#### Extracted text ####

The `forecasting()` factory function allows user to configure AutoML for the forecasting task for the most common scenarios with the following properties.

|Property|Description|
|-|-|
|**target_column_name**|The name of the column to target for predictions. It must always be specified. This parameter is applicable to 'training_data', 'validation_data' and 'test_data'.|
|**[primary_metric](https://learn.microsoft.com/en-us/azure/machine-learning/how-to-configure-auto-train#primary-metric)**|The metric that AutoML will optimize for model selection.|
|**training_data**|The data to be used for training. It should contain both training feature columns and a target column. Optionally, this data can be split for segregating a validation or test dataset. You can use a registered MLTable in the workspace using the format '<mltable_name>:<version>' OR you can use a local file or folder as a MLTable. For e.g Input(mltable='my_mltable:1') OR Input(mltable=MLTable(local_path="./data")). The parameter 'training_data' must always be provided.
|**compute**|The compute on which the AutoML job will run. In this example we are using a compute called 'github-cluster-sdkv2' present in the workspace. You can replace it any other compute in the workspace.|
|**name**|The name of the Job/Run. This is an optional property. If not specified, a random name will be generated.|
|**experiment_name**|The name of the Experiment. An Experiment is like a folder with multiple runs in Azure ML Workspace that should be related to the same logical machine learning experiment.|

### set_limits() parameters:
This is an optional configuration method to configure limits parameters such as timeouts.

#### Raw data ####

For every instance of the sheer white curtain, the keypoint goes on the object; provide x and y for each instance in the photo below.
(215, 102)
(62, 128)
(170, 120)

####

Instruction: Pick up the text on configuring AutoML for forecasting and continue it from its last sentence. The listing has nothing to do with the text on configuring AutoML for forecasting.

Result of the task:
|Property|Description|
|-|-|
|**timeout_minutes**|Maximum amount of time in minutes that the whole AutoML job can take before the job terminates. This timeout includes setup, featurization and training runs but does not include the ensembling and model explainability runs at the end of the process since those actions need to happen once all the trials (children jobs) are done. If not specified, the default job's total timeout is 6 days (8,640 minutes).|
|**trial_timeout_minutes**|Maximum time in minutes that each trial (child job) can run for before it terminates. If not specified, a value of 1 month or 43200 minutes is used.|
|**max_trials**|The maximum number of trials/runs each with a different combination of algorithm and hyperparameters to try during an AutoML job. If not specified, the default is 1000 trials. If using 'enable_early_termination' the number of trials used can be smaller.|
|**max_concurrent_trials**|Represents the maximum number of trials (children jobs) that would be executed in parallel. We highly recommend to set the number of concurrent runs to the number of nodes in the cluster.|


## Specialized Forecasting Parameters
To define forecasting parameters for your experiment training, you can leverage the .set_forecast_settings() method.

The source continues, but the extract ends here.